** SUPPLIED RECORDS follows **

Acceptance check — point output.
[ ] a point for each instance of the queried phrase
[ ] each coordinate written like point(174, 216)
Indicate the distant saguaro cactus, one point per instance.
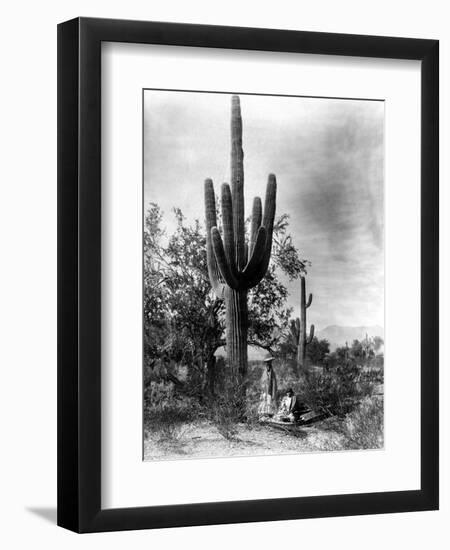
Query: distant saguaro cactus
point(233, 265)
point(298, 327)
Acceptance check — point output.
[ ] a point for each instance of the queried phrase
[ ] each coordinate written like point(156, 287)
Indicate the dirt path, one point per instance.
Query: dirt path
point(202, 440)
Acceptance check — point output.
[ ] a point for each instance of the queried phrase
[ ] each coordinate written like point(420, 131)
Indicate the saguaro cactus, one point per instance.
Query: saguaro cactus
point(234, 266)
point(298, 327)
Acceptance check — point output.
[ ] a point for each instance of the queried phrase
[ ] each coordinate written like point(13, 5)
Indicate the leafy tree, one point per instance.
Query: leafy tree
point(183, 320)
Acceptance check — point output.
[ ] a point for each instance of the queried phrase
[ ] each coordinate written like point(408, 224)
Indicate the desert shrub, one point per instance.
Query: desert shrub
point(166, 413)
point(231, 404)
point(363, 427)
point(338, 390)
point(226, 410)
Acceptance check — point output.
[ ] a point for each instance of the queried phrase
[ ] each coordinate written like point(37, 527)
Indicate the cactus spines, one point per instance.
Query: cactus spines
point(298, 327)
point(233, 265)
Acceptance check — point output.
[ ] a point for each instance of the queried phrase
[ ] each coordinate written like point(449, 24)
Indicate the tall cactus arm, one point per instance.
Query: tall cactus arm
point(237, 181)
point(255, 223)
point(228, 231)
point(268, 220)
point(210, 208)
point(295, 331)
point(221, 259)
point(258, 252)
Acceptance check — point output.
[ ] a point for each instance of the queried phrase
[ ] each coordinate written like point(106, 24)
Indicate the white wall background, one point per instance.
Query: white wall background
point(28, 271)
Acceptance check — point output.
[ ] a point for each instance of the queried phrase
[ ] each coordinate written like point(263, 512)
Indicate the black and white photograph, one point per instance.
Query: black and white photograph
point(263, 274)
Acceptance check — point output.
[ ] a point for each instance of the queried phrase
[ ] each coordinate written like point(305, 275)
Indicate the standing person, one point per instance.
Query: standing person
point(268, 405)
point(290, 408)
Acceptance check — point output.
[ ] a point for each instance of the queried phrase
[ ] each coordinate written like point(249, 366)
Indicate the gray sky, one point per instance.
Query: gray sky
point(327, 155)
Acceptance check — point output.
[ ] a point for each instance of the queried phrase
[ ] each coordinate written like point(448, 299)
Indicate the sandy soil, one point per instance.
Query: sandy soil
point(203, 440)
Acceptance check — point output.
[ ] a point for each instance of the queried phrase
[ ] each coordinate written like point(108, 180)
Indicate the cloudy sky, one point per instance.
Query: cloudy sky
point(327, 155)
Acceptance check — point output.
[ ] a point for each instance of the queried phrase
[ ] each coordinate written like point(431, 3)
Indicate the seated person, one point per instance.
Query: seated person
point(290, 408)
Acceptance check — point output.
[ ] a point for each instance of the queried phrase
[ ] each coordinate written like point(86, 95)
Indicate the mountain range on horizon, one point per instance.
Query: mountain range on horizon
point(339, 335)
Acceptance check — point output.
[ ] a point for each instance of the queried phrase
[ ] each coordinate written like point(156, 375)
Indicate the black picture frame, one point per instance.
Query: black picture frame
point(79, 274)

** End of SUPPLIED RECORDS **
** SUPPLIED RECORDS follows **

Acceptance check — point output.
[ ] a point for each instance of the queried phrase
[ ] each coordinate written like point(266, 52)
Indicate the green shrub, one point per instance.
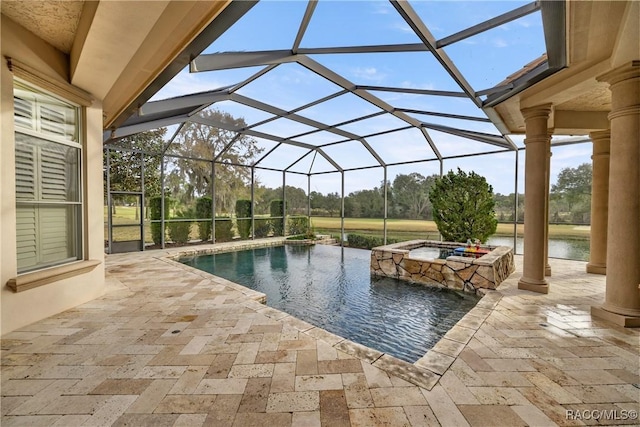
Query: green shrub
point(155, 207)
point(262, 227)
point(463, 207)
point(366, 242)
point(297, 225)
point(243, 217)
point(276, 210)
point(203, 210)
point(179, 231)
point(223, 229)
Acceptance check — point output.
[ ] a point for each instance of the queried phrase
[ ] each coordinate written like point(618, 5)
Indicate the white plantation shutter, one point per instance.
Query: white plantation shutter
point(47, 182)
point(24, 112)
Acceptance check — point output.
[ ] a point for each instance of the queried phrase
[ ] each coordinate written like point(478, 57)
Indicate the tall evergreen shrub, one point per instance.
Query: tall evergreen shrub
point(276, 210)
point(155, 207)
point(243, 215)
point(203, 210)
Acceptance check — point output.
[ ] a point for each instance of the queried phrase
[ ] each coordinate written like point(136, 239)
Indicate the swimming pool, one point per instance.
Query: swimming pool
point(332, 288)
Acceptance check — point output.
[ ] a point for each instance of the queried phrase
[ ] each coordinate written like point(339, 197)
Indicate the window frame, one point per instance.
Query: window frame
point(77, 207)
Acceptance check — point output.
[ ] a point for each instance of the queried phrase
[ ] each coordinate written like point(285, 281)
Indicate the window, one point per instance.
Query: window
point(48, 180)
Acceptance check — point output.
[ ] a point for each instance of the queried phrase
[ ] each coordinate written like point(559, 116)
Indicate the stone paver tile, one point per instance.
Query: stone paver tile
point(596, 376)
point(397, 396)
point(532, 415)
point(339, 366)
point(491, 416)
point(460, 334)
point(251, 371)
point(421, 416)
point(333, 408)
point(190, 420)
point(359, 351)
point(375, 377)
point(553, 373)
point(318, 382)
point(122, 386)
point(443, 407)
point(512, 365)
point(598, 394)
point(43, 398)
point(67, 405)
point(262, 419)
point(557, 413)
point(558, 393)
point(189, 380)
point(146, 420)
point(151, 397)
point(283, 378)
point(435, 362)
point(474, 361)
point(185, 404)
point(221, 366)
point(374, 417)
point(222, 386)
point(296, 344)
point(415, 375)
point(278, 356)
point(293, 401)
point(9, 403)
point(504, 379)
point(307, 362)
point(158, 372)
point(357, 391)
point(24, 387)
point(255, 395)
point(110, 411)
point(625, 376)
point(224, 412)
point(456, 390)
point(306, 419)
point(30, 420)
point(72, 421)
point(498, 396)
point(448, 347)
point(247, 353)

** End of SUPPLIED RECORDS **

EXERCISE BRIEF
From the records above, reproduce exactly the lines from the one with "[ ] each coordinate written like point(285, 281)" to the one with "Indicate the stone", both included, and no others.

TASK RESPONSE
[ ] each coordinate written like point(285, 281)
Indicate the window, one point per instance.
Query: window
point(48, 180)
Acceptance check — point output.
[ ] a point for each instance of the queried phrase
[ ] each coordinate written like point(559, 116)
Indicate the stone paver tile, one point per instance.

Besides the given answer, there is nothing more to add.